## Document extract
Courtney Taylor worried when her younger daughter, Addisyn, was sick most of last winter.
The tot stopped growing and otherwise developing. But a viral infection wasn't the cause, as her mother initially was told.
"I knew something was going on," said Ms. Taylor of Carleton, Mich. "She just kind of stopped doing everything."
Then, last summer, Addisyn was diagnosed with celiac disease, an intolerance to wheat gluten and other grain proteins that can manifest when an infant is less than a year old.
After four months of following a gluten-free diet - the only treatment for the autoimmune digestive disease - the 2 1/2-year-old is thriving and lively again, said Ms. Taylor, who said she is also eliminating gluten from the rest of the family's diet.
"It's been hard, but in a way, it's curable if you stay gluten-free," she said. "You've just got to keep moving toward getting better."
Gluten-free foods and recipes are becoming more common as an increasing number of people are diagnosed with celiac disease, which affects roughly one in 133 Americans and can appear at any age, according to the Celiac Disease Foundation.
Still, most people with celiac disease remain undiagnosed, although doctors and patients are becoming more aware of it, said Addisyn's pediatric gastroenterologist, Dr. Mark Naddaf of St. Vincent Mercy Children's Hospital in Toledo.
Abdominal discomfort, diarrhea, or severe constipation are hallmarks of celiac disease, which appears to be linked to a genetic disposition, Dr. Naddaf said.
Other signs include skin rashes, headaches, anemia, arthritis, and other symptoms that can be caused by other ailments, Dr. Naddaf said. Such vague symptoms make it harder to recognize celiac disease, which can be diagnosed only through a biopsy showing damage to intestinal lining, he said.
"As you can see, it can be just about anything," Dr. Naddaf said of celiac disease symptoms. "It is very common, but other reasons are far more common."
Having undiagnosed celiac disease or not following a gluten-free diet can cause bone loss and other problems later in life because the small intestine of an affected person is unable to properly absorb nutrients, Dr. Naddaf said.
Following a gluten-free diet can be tough, especially for older children and adults who are used to eating food with wheat and other grains, said Debbie Verkin-Siebert, a pediatric dietitian who works with the Taylors and other families.
Grocery bills for Erica Chappel's family in La Salle, Mich., have at least doubled since the 12-year-old was diagnosed with celiac disease in March after several months of gastrointestinal problems. Gluten-free bread and other foods are much more expensive, said her mother, Maureen Chappel.

## Work request 1
Please reproduce word for word a passage of the celiac disease article: begin at the words "After four months" and stop after "Hospital in Toledo.".
## Work request 2
In the celiac disease article, roughly how many Americans does the Celiac Disease Foundation say are affected by celiac disease?
## Work request 3
List every specific symptom or sign of celiac disease that Dr. Naddaf names in the celiac disease article, including the hallmarks and the other signs.
These rows come from a separate source, not from the celiac disease article.

(Saved entries)
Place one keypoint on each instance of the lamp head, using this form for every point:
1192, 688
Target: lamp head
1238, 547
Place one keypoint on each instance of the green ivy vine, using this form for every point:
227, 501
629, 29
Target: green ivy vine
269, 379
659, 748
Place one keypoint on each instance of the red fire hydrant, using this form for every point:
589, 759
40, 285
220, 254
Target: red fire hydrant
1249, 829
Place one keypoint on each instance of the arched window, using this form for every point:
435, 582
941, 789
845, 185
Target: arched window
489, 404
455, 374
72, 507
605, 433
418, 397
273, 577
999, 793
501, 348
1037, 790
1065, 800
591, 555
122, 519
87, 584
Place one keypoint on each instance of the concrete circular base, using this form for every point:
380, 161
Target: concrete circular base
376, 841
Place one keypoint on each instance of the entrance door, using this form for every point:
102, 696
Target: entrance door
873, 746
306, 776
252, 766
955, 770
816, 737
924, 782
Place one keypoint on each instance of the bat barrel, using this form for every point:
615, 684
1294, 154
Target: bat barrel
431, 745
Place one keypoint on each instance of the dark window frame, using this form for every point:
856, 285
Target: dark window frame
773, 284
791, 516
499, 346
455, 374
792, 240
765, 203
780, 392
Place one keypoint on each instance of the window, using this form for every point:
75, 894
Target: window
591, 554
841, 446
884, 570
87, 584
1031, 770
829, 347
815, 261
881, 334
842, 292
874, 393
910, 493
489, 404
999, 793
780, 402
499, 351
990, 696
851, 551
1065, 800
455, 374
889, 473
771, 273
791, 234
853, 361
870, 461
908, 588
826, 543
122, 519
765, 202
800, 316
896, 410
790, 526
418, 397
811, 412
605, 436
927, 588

## Response 1
After four months of following a gluten-free diet - the only treatment for the autoimmune digestive disease - the 2 1/2-year-old is thriving and lively again, said Ms. Taylor, who said she is also eliminating gluten from the rest of the family's diet.
"It's been hard, but in a way, it's curable if you stay gluten-free," she said. "You've just got to keep moving toward getting better."
Gluten-free foods and recipes are becoming more common as an increasing number of people are diagnosed with celiac disease, which affects roughly one in 133 Americans and can appear at any age, according to the Celiac Disease Foundation.
Still, most people with celiac disease remain undiagnosed, although doctors and patients are becoming more aware of it, said Addisyn's pediatric gastroenterologist, Dr. Mark Naddaf of St. Vincent Mercy Children's Hospital in Toledo.

## Response 2
Roughly one in 133 Americans.

## Response 3
Abdominal discomfort, diarrhea, severe constipation, skin rashes, headaches, anemia, arthritis